━━ Verilen Metin ━━

30 Eylül 2010 Perşembe

Barbaros Hayreddin


Madem "balesi" bile yapılmış; Barbaros Hayreddin hakkında bir kaç satır bilgi olsun bu blogda da.

Dünyaya geldiğinde onun adı ne Barbaros'tu, ne Hayreddin. Limni adasında 1470 yılında doğduğunda bir Türk sipahisi olan babası ile Midillili bir Rum olan annesi ona Hızır adını vermişti. Söylenceye göre bunun nedeni, fırtınalı bir gecede doğması ve ilk ağlaması ile fırtınanın dinmiş olması idi. Haykırışıyla fırtınayı dindiren bebeğe yardıma muhtaçların kurtarıcısı Hızır adının verilmesi en uygunuydu!

Ailenin dört oğlundan üçüncüsüydü. İçlerinde denize merak salan, kızıl sakallı ağabeyi Oruç ile kendisi oldu.

Ağabeyi Oruç ve Hızır gençlikerinde birer gemi edinip ticarete başlamışlardı. Bir gün Oruç Reis'in gemisi Rodos şövalyelerinin saldırısına uğrayınca yaşamları değişti.

Uğradıkları saldırıda küçük kardeşleri İlyas öldürülmüş; Oruç Reis tutsak edilmişti. Oruç ve Hızır kardeşler yıllar sonra buluşabildiler. Artık denizlerde ticaret değil, korsanlık yapmaya karar verdiler.

Onları korsanlıkta başarılı kılan en önemli buluşlarından birisi kürek çekme işini zincire vurulmuş çaresiz kölelere yaptırmak yerine ganimetten pay verdikleri gönüllülere yaptırmaktı. Oruç, esir düştüğünde yıllarca forsalık yapmış; yani daracık kokuşmuş bir yere çırılçıplak zincirlenip kürek çekmişti. Mucize eseri kurtuluşundan sonra ne o, ne de ağabeyini hep örnek alan Hızır kimseye zorla kürek çektirmedi, kimseyi zincire bağlamadı.


İki kardeşin hedefi Hristiyan gemileri idi; Venediklilere, İspanyollara saldırıyorlardı. İspanyol Kralının üzerlerine donanma göndermesiyle yapılan savaşta Oruç Reis sol kolunu kaybetti ama korsanlığa aynı hızla devam ettiler. Ağabeyleri İshak da onları katıldı.

Endülüs'te İspanyol idaresi altında eziyet çeken Müslümanlar'ı Kuzey Afrika'ya taşıdıklarında İslam dünyasının kahramanı olmuşlardı. Korsanlıkla yetinmediler, karaya çıkmanın vaktiydi; İspanyolların elinden Cezayir'i alıp kendi krallıklarını ilan ettiler.

İspanyollar'ın Cezayir'i geri almak için yaptıkları saldırı sonunda İshak ve Oruç Reis öldü, dört kardeşten yalnız Hızır hayatta kalmıştı.

━━━
━━ Kayıtlar ━━

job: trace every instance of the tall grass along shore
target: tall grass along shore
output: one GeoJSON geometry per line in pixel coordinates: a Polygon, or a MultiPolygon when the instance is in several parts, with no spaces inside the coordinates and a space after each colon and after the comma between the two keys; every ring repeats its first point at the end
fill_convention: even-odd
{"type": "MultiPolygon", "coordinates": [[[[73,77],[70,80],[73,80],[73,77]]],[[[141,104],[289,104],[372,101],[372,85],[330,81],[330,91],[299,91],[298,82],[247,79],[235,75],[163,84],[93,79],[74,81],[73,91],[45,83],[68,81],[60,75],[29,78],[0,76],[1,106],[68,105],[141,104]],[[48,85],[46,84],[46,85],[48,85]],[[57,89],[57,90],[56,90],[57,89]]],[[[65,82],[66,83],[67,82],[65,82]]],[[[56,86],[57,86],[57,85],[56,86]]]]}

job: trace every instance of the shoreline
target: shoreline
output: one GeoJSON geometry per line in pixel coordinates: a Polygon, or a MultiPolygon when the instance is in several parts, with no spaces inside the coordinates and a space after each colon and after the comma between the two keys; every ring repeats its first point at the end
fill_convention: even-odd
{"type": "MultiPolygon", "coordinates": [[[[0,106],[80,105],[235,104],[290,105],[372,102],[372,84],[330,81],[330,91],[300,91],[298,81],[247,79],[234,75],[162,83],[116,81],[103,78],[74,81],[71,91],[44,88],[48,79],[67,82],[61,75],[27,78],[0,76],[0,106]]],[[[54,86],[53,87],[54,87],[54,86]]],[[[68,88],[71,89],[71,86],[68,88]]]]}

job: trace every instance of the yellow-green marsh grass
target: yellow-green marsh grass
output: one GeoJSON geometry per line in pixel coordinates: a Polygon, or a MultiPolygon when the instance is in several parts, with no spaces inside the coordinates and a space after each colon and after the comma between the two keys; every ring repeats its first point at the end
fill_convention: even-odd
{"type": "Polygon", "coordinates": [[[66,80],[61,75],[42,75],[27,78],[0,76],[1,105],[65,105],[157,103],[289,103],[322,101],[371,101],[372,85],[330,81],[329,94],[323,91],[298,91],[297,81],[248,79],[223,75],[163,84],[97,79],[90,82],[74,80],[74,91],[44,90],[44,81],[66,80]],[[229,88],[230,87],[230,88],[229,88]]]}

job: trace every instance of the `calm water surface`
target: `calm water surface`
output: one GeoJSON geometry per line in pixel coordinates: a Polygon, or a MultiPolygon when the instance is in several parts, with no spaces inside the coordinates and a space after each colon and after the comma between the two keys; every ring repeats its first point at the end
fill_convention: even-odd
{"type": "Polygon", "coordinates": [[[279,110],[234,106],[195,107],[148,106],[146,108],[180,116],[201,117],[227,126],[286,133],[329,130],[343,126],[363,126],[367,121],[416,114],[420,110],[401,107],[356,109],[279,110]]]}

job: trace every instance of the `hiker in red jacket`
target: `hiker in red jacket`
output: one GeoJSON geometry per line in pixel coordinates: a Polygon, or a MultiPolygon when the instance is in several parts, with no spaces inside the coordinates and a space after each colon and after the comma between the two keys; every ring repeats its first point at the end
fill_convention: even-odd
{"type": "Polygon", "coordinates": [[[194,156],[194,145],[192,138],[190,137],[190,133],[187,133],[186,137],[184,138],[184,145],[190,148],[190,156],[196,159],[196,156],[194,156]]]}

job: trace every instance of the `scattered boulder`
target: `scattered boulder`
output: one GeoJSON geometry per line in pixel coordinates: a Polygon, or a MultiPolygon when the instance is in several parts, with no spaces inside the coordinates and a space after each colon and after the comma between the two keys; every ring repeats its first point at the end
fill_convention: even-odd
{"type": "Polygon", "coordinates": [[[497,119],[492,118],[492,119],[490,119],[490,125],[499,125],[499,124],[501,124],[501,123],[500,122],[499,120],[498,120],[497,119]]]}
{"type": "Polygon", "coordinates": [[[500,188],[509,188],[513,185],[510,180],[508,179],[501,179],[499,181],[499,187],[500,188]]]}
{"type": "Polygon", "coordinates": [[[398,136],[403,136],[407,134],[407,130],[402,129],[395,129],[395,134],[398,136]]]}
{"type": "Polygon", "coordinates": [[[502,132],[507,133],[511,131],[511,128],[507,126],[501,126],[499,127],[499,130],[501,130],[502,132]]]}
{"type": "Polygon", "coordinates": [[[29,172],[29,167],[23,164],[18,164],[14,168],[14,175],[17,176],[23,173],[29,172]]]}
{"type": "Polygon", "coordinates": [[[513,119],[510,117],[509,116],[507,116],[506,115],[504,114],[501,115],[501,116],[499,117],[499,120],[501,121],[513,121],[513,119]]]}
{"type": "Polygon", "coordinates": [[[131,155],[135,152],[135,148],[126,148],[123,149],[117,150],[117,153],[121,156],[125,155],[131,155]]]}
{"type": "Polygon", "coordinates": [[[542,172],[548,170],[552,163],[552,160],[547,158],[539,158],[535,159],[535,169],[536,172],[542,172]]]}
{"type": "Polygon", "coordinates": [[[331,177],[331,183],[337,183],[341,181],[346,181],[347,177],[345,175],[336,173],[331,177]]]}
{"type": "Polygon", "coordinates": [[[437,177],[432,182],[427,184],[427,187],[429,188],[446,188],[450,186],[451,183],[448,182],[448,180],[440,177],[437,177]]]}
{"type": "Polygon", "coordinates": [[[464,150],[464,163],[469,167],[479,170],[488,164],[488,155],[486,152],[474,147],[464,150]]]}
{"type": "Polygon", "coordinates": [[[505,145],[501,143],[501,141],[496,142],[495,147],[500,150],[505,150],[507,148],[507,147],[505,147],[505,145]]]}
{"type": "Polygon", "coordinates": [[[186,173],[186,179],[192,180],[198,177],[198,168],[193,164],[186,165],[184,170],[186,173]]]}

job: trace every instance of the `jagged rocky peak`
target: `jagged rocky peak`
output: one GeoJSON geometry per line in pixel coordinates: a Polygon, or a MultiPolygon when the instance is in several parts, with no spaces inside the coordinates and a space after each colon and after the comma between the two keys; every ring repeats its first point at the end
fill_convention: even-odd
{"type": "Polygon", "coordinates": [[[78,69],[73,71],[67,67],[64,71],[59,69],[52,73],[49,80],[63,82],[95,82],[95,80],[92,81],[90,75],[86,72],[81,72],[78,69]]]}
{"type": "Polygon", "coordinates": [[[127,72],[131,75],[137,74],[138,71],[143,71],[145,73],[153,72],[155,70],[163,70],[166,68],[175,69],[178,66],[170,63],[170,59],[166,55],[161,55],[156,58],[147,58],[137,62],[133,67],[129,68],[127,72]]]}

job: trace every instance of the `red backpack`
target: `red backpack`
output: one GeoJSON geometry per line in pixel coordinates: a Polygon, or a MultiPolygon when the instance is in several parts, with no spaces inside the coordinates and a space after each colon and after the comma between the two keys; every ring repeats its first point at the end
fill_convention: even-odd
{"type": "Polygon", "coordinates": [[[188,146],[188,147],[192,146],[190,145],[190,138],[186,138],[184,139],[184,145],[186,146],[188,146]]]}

━━━

Barbaros Hayreddin hakkındaki metne göre Hızır hangi yılda ve nerede doğmuştur?

▶ **Görev Sonucu**:
Hızır, 1470 yılında Limni adasında doğmuştur.